START GIVEN INFORMATION

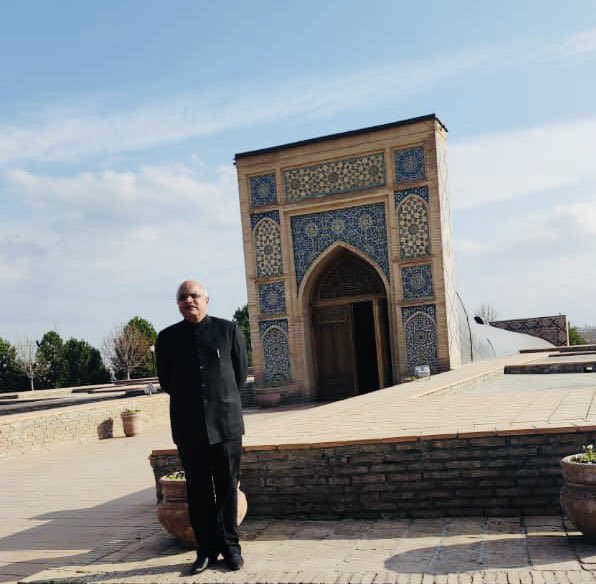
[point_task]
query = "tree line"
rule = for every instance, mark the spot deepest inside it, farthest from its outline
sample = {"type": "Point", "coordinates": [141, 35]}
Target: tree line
{"type": "Point", "coordinates": [127, 352]}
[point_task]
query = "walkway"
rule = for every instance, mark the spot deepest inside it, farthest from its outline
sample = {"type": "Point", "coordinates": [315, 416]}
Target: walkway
{"type": "Point", "coordinates": [93, 506]}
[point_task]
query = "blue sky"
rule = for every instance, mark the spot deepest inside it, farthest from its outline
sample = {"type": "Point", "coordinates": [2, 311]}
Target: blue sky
{"type": "Point", "coordinates": [119, 122]}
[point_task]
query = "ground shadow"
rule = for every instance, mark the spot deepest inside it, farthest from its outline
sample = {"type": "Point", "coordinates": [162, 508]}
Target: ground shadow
{"type": "Point", "coordinates": [75, 529]}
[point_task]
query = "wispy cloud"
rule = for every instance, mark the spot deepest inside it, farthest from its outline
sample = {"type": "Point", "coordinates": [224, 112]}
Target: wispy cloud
{"type": "Point", "coordinates": [499, 167]}
{"type": "Point", "coordinates": [78, 132]}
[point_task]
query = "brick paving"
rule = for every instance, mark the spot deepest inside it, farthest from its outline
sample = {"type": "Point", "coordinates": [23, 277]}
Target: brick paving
{"type": "Point", "coordinates": [86, 513]}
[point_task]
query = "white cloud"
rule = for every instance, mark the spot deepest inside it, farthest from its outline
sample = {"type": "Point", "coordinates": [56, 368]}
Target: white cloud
{"type": "Point", "coordinates": [66, 134]}
{"type": "Point", "coordinates": [502, 166]}
{"type": "Point", "coordinates": [102, 247]}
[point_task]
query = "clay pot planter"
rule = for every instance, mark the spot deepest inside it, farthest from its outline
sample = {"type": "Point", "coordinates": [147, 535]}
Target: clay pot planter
{"type": "Point", "coordinates": [578, 493]}
{"type": "Point", "coordinates": [172, 510]}
{"type": "Point", "coordinates": [131, 422]}
{"type": "Point", "coordinates": [268, 398]}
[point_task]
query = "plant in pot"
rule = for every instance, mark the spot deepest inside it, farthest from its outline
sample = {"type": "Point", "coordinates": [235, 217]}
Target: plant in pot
{"type": "Point", "coordinates": [578, 493]}
{"type": "Point", "coordinates": [131, 421]}
{"type": "Point", "coordinates": [172, 510]}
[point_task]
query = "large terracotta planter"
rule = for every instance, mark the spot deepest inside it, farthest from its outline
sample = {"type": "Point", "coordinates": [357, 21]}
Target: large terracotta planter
{"type": "Point", "coordinates": [172, 510]}
{"type": "Point", "coordinates": [131, 423]}
{"type": "Point", "coordinates": [578, 494]}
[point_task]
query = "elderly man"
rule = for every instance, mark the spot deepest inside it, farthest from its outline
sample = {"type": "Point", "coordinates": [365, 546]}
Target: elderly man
{"type": "Point", "coordinates": [202, 364]}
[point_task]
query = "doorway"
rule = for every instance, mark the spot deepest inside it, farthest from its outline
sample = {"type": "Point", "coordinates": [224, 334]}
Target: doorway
{"type": "Point", "coordinates": [350, 329]}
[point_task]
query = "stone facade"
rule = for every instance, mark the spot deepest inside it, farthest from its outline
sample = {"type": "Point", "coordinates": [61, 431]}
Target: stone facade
{"type": "Point", "coordinates": [378, 196]}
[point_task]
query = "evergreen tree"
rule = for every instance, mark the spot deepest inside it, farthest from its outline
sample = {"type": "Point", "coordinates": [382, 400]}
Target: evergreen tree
{"type": "Point", "coordinates": [50, 353]}
{"type": "Point", "coordinates": [83, 364]}
{"type": "Point", "coordinates": [241, 317]}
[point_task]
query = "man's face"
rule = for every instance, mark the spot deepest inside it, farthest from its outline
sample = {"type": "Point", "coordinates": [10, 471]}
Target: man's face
{"type": "Point", "coordinates": [192, 301]}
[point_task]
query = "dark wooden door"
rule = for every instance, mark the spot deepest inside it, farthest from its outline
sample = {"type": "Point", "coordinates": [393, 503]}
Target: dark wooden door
{"type": "Point", "coordinates": [334, 349]}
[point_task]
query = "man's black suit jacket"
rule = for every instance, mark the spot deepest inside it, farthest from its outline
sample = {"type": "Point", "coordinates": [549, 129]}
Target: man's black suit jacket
{"type": "Point", "coordinates": [206, 360]}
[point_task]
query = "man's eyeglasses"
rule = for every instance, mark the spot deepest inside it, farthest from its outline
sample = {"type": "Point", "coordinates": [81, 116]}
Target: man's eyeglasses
{"type": "Point", "coordinates": [193, 295]}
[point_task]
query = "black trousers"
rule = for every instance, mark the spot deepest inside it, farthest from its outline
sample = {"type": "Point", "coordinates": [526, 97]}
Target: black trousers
{"type": "Point", "coordinates": [212, 473]}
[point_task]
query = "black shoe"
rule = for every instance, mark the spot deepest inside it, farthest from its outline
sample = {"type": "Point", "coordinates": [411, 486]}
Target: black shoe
{"type": "Point", "coordinates": [202, 563]}
{"type": "Point", "coordinates": [234, 561]}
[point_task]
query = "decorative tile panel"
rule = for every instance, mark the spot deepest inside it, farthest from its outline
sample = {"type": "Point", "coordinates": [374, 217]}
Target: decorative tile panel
{"type": "Point", "coordinates": [409, 164]}
{"type": "Point", "coordinates": [414, 236]}
{"type": "Point", "coordinates": [267, 244]}
{"type": "Point", "coordinates": [421, 337]}
{"type": "Point", "coordinates": [272, 297]}
{"type": "Point", "coordinates": [331, 178]}
{"type": "Point", "coordinates": [417, 282]}
{"type": "Point", "coordinates": [256, 217]}
{"type": "Point", "coordinates": [276, 353]}
{"type": "Point", "coordinates": [363, 227]}
{"type": "Point", "coordinates": [263, 190]}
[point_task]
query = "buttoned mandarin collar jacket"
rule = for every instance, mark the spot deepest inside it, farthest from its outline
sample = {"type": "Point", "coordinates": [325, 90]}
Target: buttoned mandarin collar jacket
{"type": "Point", "coordinates": [205, 361]}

END GIVEN INFORMATION

• ABOUT THIS EXERCISE:
Output all of the data above exactly; no pictures should appear.

• PROBLEM SOLUTION:
[point_task]
query = "tree line"
rule = for every instance, mark the spot deepest inside it, farthest from its outline
sample = {"type": "Point", "coordinates": [141, 35]}
Target: tree line
{"type": "Point", "coordinates": [127, 352]}
[point_task]
query = "walkway"
rule = for every instance, mark the spot deepest inside it, farthest from its outline
sample = {"type": "Point", "coordinates": [315, 416]}
Target: walkway
{"type": "Point", "coordinates": [93, 506]}
[point_task]
query = "blue sky"
rule = for every instance, mark the spot deepest inside it, farthest from its outline
sample = {"type": "Point", "coordinates": [2, 311]}
Target: blue sky
{"type": "Point", "coordinates": [119, 122]}
[point_task]
query = "ground shadow"
rule = for every instance, mark the spot deepest inside it, farthest from its outline
sample = {"type": "Point", "coordinates": [162, 508]}
Target: ground shadow
{"type": "Point", "coordinates": [75, 529]}
[point_task]
query = "wispy cloud"
rule = for every instance, mark the spot deepest inside it, farthest from its outline
sample = {"type": "Point", "coordinates": [224, 112]}
Target: wispy cloud
{"type": "Point", "coordinates": [499, 167]}
{"type": "Point", "coordinates": [78, 132]}
[point_task]
query = "brick paving"
rule = for every instance, mark the spot deepest inside it, farthest from its outline
sample = {"type": "Point", "coordinates": [23, 277]}
Target: brick paving
{"type": "Point", "coordinates": [86, 513]}
[point_task]
query = "white cloud"
rule = for every instance, mark the spot deepest inside it, farthest from its outline
sample = {"type": "Point", "coordinates": [56, 368]}
Target: white cloud
{"type": "Point", "coordinates": [66, 134]}
{"type": "Point", "coordinates": [502, 166]}
{"type": "Point", "coordinates": [102, 247]}
[point_task]
query = "clay pot planter"
rule = for every instance, mark the spot deepest inside it, farthest from its outline
sample = {"type": "Point", "coordinates": [147, 535]}
Target: clay pot planter
{"type": "Point", "coordinates": [578, 493]}
{"type": "Point", "coordinates": [172, 510]}
{"type": "Point", "coordinates": [131, 422]}
{"type": "Point", "coordinates": [268, 398]}
[point_task]
query = "plant in pot"
rule = for every instance, mark the spot deepest inside it, farthest from its outline
sample = {"type": "Point", "coordinates": [235, 217]}
Target: plant in pot
{"type": "Point", "coordinates": [578, 493]}
{"type": "Point", "coordinates": [131, 421]}
{"type": "Point", "coordinates": [172, 510]}
[point_task]
query = "large terracotta planter"
rule = for every instance, mark the spot deepest inside it, farthest from its outline
sample = {"type": "Point", "coordinates": [357, 21]}
Target: large terracotta planter
{"type": "Point", "coordinates": [172, 510]}
{"type": "Point", "coordinates": [131, 423]}
{"type": "Point", "coordinates": [578, 494]}
[point_task]
query = "elderly man"
rule = for every instance, mark the spot deepest inside it, farthest from its outline
sample = {"type": "Point", "coordinates": [365, 546]}
Target: elderly man
{"type": "Point", "coordinates": [202, 364]}
[point_task]
query = "doorway"
rule = for every instance, mark the spot deepest inside it, farthest from its outline
sample = {"type": "Point", "coordinates": [224, 334]}
Target: doorway
{"type": "Point", "coordinates": [350, 329]}
[point_task]
query = "stone facade"
rule = for every instance, mark the spot deepest inside it, farthest from its outline
sample = {"type": "Point", "coordinates": [61, 431]}
Target: stone facade
{"type": "Point", "coordinates": [378, 196]}
[point_task]
query = "evergreen tree"
rule = for every instance, mark the spot deepest inside it, farthest from its outline
sample = {"type": "Point", "coordinates": [382, 400]}
Target: evergreen tree
{"type": "Point", "coordinates": [50, 353]}
{"type": "Point", "coordinates": [83, 364]}
{"type": "Point", "coordinates": [241, 317]}
[point_task]
query = "man's face"
rule = for every instance, mark the spot deepest inside it, farthest from its outline
sample = {"type": "Point", "coordinates": [10, 471]}
Target: man's face
{"type": "Point", "coordinates": [192, 301]}
[point_task]
query = "dark wooden door"
rule = for every instance, mark the spot deepest inside it, farthest from its outline
sample = {"type": "Point", "coordinates": [393, 503]}
Target: dark wooden door
{"type": "Point", "coordinates": [334, 349]}
[point_task]
query = "man's black suit jacket"
rule = for every instance, mark the spot deepest inside it, farthest from its outline
sample = {"type": "Point", "coordinates": [549, 129]}
Target: man's black suit jacket
{"type": "Point", "coordinates": [206, 360]}
[point_task]
query = "man's eyeglasses"
rule = for every instance, mark the spot deepest inside it, farthest from its outline
sample = {"type": "Point", "coordinates": [81, 116]}
Target: man's eyeglasses
{"type": "Point", "coordinates": [193, 295]}
[point_task]
query = "black trousers"
rule = for every instance, mark the spot deepest inside it, farthest from its outline
sample = {"type": "Point", "coordinates": [526, 97]}
Target: black trousers
{"type": "Point", "coordinates": [212, 473]}
[point_task]
query = "black shoe"
rule = for every instance, mark the spot deepest inside it, farthest from its outline
sample = {"type": "Point", "coordinates": [411, 486]}
Target: black shoe
{"type": "Point", "coordinates": [202, 563]}
{"type": "Point", "coordinates": [234, 561]}
[point_task]
query = "decorative tile panel"
rule = for every instance, mark the spot deepest inside it, farthest from its outline
sample = {"type": "Point", "coordinates": [374, 217]}
Target: decorative tile panel
{"type": "Point", "coordinates": [409, 164]}
{"type": "Point", "coordinates": [414, 236]}
{"type": "Point", "coordinates": [267, 244]}
{"type": "Point", "coordinates": [421, 337]}
{"type": "Point", "coordinates": [272, 297]}
{"type": "Point", "coordinates": [331, 178]}
{"type": "Point", "coordinates": [417, 282]}
{"type": "Point", "coordinates": [256, 217]}
{"type": "Point", "coordinates": [276, 353]}
{"type": "Point", "coordinates": [363, 227]}
{"type": "Point", "coordinates": [263, 190]}
[point_task]
query = "buttoned mandarin collar jacket"
rule = for every instance, mark the spot deepest inside it, farthest from its outline
sample = {"type": "Point", "coordinates": [325, 90]}
Target: buttoned mandarin collar jacket
{"type": "Point", "coordinates": [205, 361]}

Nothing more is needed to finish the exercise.